> **Work to complete**:
Below are the records. Transcribe them exactly.

> **Input for this task**:
[Start of Attachment]

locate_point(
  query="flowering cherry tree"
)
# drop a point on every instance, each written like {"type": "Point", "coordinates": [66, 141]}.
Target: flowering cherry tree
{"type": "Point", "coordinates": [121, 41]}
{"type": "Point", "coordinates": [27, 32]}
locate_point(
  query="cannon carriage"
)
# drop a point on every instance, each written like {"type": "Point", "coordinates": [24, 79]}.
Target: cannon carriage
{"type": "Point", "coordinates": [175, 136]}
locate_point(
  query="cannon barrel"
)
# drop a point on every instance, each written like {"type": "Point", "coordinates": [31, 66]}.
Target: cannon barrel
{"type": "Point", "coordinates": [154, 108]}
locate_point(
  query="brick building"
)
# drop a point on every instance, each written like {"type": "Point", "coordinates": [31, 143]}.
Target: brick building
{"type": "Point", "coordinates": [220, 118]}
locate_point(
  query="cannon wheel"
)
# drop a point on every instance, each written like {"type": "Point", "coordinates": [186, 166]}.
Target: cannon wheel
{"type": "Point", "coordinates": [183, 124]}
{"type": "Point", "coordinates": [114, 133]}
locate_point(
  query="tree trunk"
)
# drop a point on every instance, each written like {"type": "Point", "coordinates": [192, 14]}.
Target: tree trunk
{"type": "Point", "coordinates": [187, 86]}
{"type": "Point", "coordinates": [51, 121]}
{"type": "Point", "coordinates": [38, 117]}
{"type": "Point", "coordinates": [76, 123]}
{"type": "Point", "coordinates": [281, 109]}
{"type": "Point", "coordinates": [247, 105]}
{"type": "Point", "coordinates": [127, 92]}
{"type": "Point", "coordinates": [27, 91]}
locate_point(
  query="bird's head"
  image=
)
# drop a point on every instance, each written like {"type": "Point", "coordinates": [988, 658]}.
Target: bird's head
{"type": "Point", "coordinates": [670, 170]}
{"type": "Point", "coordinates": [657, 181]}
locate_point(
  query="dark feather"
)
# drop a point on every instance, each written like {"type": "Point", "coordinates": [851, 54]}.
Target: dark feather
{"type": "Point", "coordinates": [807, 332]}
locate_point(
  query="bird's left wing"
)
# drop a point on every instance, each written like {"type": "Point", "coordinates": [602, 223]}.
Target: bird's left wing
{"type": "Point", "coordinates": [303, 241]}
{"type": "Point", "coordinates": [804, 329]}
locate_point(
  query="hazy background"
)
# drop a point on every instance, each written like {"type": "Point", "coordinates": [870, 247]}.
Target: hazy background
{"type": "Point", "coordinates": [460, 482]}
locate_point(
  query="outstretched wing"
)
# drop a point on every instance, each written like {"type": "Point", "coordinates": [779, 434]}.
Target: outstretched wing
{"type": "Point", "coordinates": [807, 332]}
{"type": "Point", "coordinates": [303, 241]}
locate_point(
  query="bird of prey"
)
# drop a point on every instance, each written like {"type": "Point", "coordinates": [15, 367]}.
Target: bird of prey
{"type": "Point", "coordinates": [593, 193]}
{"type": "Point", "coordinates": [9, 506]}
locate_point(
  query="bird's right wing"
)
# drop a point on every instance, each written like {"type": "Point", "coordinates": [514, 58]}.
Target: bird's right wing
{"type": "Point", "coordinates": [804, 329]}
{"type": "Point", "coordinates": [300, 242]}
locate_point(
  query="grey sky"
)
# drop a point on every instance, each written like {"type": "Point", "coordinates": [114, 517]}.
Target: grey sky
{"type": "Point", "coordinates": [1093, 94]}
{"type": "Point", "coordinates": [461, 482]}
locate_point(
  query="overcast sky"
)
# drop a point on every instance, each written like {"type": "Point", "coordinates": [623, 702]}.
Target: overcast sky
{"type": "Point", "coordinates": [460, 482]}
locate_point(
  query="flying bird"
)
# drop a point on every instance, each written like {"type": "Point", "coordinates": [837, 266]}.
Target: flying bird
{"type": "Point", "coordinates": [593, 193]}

[End of Attachment]

> **Solution to the problem**:
locate_point(
  query="flowering cherry tree"
)
# drop a point on every instance, each written like {"type": "Point", "coordinates": [66, 141]}.
Target: flowering cherry tree
{"type": "Point", "coordinates": [121, 41]}
{"type": "Point", "coordinates": [27, 32]}
locate_point(
  query="cannon carriage"
)
# drop a point on every instance, each written like {"type": "Point", "coordinates": [24, 79]}.
Target: cannon carriage
{"type": "Point", "coordinates": [175, 136]}
locate_point(
  query="cannon barrel"
)
# drop a point on every instance, each written like {"type": "Point", "coordinates": [31, 66]}.
Target: cannon barrel
{"type": "Point", "coordinates": [154, 108]}
locate_point(
  query="brick building"
)
# drop a point on every instance, each written like {"type": "Point", "coordinates": [31, 143]}.
Target: brick building
{"type": "Point", "coordinates": [220, 118]}
locate_point(
  query="cannon wheel"
)
# drop a point on every instance, each written like {"type": "Point", "coordinates": [186, 166]}.
Target: cannon wheel
{"type": "Point", "coordinates": [183, 124]}
{"type": "Point", "coordinates": [114, 133]}
locate_point(
  query="tree trunk"
)
# drop a point on every instance, each written like {"type": "Point", "coordinates": [192, 14]}.
Target: tree trunk
{"type": "Point", "coordinates": [187, 86]}
{"type": "Point", "coordinates": [51, 121]}
{"type": "Point", "coordinates": [38, 117]}
{"type": "Point", "coordinates": [76, 123]}
{"type": "Point", "coordinates": [281, 109]}
{"type": "Point", "coordinates": [247, 105]}
{"type": "Point", "coordinates": [127, 92]}
{"type": "Point", "coordinates": [27, 91]}
locate_point(
  query="bird's head"
  image=
)
# drop a point on every instance, each written like {"type": "Point", "coordinates": [988, 658]}.
Target: bird's head
{"type": "Point", "coordinates": [670, 170]}
{"type": "Point", "coordinates": [657, 181]}
locate_point(
  query="dark feather"
)
# drop a point on every instance, each written like {"type": "Point", "coordinates": [851, 54]}.
Target: dark feather
{"type": "Point", "coordinates": [807, 332]}
locate_point(
  query="bird's left wing"
)
# drop a point on every instance, each written like {"type": "Point", "coordinates": [602, 223]}.
Target: bird's left wing
{"type": "Point", "coordinates": [303, 241]}
{"type": "Point", "coordinates": [804, 329]}
locate_point(
  query="hazy background"
)
# drop a point on every instance, each written like {"type": "Point", "coordinates": [870, 247]}.
Target: hazy background
{"type": "Point", "coordinates": [460, 482]}
locate_point(
  query="outstretched wing"
)
# drop a point on every instance, each written like {"type": "Point", "coordinates": [779, 434]}.
Target: outstretched wing
{"type": "Point", "coordinates": [807, 332]}
{"type": "Point", "coordinates": [303, 241]}
locate_point(
  query="bird of prey"
)
# drop a point on every instance, each written like {"type": "Point", "coordinates": [15, 367]}.
Target: bird of prey
{"type": "Point", "coordinates": [593, 193]}
{"type": "Point", "coordinates": [9, 506]}
locate_point(
  query="bird's right wing"
)
# drop a point on every instance, each written like {"type": "Point", "coordinates": [514, 58]}.
Target: bird's right wing
{"type": "Point", "coordinates": [804, 329]}
{"type": "Point", "coordinates": [300, 242]}
locate_point(
  query="grey sky"
)
# drop a point on every instance, each written like {"type": "Point", "coordinates": [114, 517]}.
Target: grey sky
{"type": "Point", "coordinates": [1093, 94]}
{"type": "Point", "coordinates": [461, 482]}
locate_point(
  query="overcast sky"
)
# drop a point on every instance, each written like {"type": "Point", "coordinates": [623, 702]}.
Target: overcast sky
{"type": "Point", "coordinates": [460, 482]}
locate_point(
  query="flying bird"
)
# drop a point on every instance, each written like {"type": "Point", "coordinates": [837, 266]}.
Target: flying bird
{"type": "Point", "coordinates": [593, 193]}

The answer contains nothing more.